# BRONTEKSTFRAGMENT:
=======

De rechtbank zal de twee transportlijnen achtereenvolgens bespreken aan de hand van het genoemd kader. Daarbij zal steeds per transportlijn het geschatte wederrechtelijk voordeel worden bepaald. Daarna zal de rechtbank ingaan op de betalingsverplichting en de gijzeling.
3.3.
De transportlijn Nederland - Spanje
3.3.1.
De wijze van berekenen
Het wederrechtelijk verkregen voordeel door de transportlijn Nederland – Spanje is door de politie in haar Rapport inzake berekening wederrechtelijk voordeel (Nederland – Spanje) (AH540, hierna het rapport) als volgt berekend. Volgens de politie was sprake van ondergronds bankieren door de organisatie waar veroordeelde toe behoorde over de periode 3 november 2015 tot en met 27 maart 2023. Omdat voor slechts een deel van die periode voldoende informatie beschikbaar was om tot een berekening van het voordeel te komen is een referentieperiode bepaald. Vervolgens is die referentieperiode gebruikt voor het bepalen van een dagomzet, die is geëxtrapoleerd naar de totale periode. Over de omzet van die totale periode is de provisie bepaald ofwel de opbrengst van de organisatie. Na aftrek van de kosten is gekomen tot het geschatte wederrechtelijk voordeel dat de organisatie heeft behaald. Het voordeel van veroordeelde is berekend aan de hand van een geschat aandeel dat hij zou hebben gehad in dit voordeel.

=======

# SCHRIFTELIJKE OPDRACHT 1:
Geef uit de vermeldingen letterlijk de regels weer vanaf de regel met "Please outline every instance of the metal" tot en met de regel met "[[[242,155],[242,118],[234,118],[234,184],[245,185],[245,159]]]".

# AANGELEVERD MATERIAAL:
=======

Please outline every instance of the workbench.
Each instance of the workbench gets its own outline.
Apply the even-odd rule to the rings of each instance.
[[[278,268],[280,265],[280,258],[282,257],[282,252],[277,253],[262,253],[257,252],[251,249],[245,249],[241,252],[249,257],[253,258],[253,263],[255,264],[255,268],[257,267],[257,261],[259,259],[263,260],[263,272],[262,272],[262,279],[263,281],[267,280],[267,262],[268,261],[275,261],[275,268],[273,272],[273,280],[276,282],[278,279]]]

=======

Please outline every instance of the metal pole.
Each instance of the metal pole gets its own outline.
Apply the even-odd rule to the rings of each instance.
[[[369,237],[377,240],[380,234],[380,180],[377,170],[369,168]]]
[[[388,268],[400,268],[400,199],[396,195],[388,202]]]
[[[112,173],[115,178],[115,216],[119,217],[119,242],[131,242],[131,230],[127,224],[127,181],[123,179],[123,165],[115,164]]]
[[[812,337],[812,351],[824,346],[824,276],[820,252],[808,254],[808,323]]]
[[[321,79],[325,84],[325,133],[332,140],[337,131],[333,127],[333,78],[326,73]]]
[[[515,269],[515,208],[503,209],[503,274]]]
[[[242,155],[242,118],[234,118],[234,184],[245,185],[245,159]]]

=======

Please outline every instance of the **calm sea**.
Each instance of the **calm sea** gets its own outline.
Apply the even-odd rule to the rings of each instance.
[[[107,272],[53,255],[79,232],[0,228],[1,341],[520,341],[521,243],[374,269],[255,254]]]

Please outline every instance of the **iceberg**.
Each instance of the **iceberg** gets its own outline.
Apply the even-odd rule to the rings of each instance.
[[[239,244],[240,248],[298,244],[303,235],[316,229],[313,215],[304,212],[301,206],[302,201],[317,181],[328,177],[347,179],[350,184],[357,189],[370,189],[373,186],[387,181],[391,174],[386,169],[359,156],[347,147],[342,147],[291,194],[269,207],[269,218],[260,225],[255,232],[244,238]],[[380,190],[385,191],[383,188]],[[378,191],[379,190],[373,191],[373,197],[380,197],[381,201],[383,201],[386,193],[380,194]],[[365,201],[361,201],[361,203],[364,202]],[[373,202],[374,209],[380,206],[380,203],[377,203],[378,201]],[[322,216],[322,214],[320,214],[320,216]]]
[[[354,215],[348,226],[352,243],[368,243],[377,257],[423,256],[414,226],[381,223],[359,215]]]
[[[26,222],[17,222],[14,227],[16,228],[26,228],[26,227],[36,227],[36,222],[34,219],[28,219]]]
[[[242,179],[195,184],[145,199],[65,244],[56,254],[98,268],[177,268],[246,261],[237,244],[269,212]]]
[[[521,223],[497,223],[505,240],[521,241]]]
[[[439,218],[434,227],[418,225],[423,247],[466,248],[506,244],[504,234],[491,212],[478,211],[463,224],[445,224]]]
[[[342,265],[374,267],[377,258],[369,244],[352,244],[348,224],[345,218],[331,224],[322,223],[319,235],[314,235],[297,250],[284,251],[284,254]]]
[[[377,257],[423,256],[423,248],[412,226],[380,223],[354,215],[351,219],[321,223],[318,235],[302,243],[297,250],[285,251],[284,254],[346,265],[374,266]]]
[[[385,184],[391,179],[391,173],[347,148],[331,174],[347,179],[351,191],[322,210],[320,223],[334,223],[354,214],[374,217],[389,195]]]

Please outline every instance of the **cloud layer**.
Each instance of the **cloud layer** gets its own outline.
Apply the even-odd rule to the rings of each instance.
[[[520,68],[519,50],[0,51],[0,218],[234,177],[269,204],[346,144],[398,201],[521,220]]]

=======

# SCHRIFTELIJKE OPDRACHT 2:
Noem alle aanduidingen in het brontekstfragment die cijfers bevatten.

# OPLOSSING 1:
Please outline every instance of the metal pole.
Each instance of the metal pole gets its own outline.
Apply the even-odd rule to the rings of each instance.
[[[369,237],[377,240],[380,234],[380,180],[377,170],[369,168]]]
[[[388,268],[400,268],[400,199],[396,195],[388,202]]]
[[[112,173],[115,178],[115,216],[119,217],[119,242],[131,242],[131,230],[127,224],[127,181],[123,179],[123,165],[115,164]]]
[[[812,337],[812,351],[824,346],[824,276],[820,252],[808,254],[808,323]]]
[[[321,79],[325,84],[325,133],[332,140],[337,131],[333,127],[333,78],[326,73]]]
[[[515,269],[515,208],[503,209],[503,274]]]
[[[242,155],[242,118],[234,118],[234,184],[245,185],[245,159]]]

# OPLOSSING 2:
- 3.3.
- 3.3.1.
- AH540
- 3 november 2015
- 27 maart 2023